# EXERCISE OBJECTIVE
Put every line of the records below into a Markdown table with the columns "No." and "Line." Number the rows in order and leave out any blank lines.
[START TASK DATA]
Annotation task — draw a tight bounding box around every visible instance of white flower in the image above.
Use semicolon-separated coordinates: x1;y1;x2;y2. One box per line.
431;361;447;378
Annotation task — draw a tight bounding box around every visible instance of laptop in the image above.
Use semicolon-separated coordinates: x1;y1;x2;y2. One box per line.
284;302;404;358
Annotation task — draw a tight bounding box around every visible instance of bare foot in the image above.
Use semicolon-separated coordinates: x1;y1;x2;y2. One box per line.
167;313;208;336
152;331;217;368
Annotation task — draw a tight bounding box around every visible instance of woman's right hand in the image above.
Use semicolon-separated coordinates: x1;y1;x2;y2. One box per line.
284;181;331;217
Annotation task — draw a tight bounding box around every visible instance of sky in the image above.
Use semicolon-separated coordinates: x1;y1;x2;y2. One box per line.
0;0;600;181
[END TASK DATA]
# SOLUTION TO THIS EXERCISE
| No. | Line |
|---|---|
| 1 | Annotation task — draw a tight bounding box around every visible instance of white flower in the image above. |
| 2 | Use semicolon-separated coordinates: x1;y1;x2;y2. One box per line. |
| 3 | 431;361;447;378 |
| 4 | Annotation task — draw a tight bounding box around every visible instance of laptop in the image above. |
| 5 | Use semicolon-separated coordinates: x1;y1;x2;y2. One box per line. |
| 6 | 284;302;404;358 |
| 7 | Annotation task — draw a tight bounding box around every visible instance of bare foot in the image above. |
| 8 | Use semicolon-separated coordinates: x1;y1;x2;y2. One box per line. |
| 9 | 167;313;208;336 |
| 10 | 152;331;217;368 |
| 11 | Annotation task — draw a tight bounding box around every visible instance of woman's right hand in the image above. |
| 12 | Use semicolon-separated coordinates: x1;y1;x2;y2. One box per line. |
| 13 | 284;181;331;217 |
| 14 | Annotation task — draw a tight bounding box around every visible instance of sky in the image above. |
| 15 | Use semicolon-separated coordinates: x1;y1;x2;y2. One box per line. |
| 16 | 0;0;600;181 |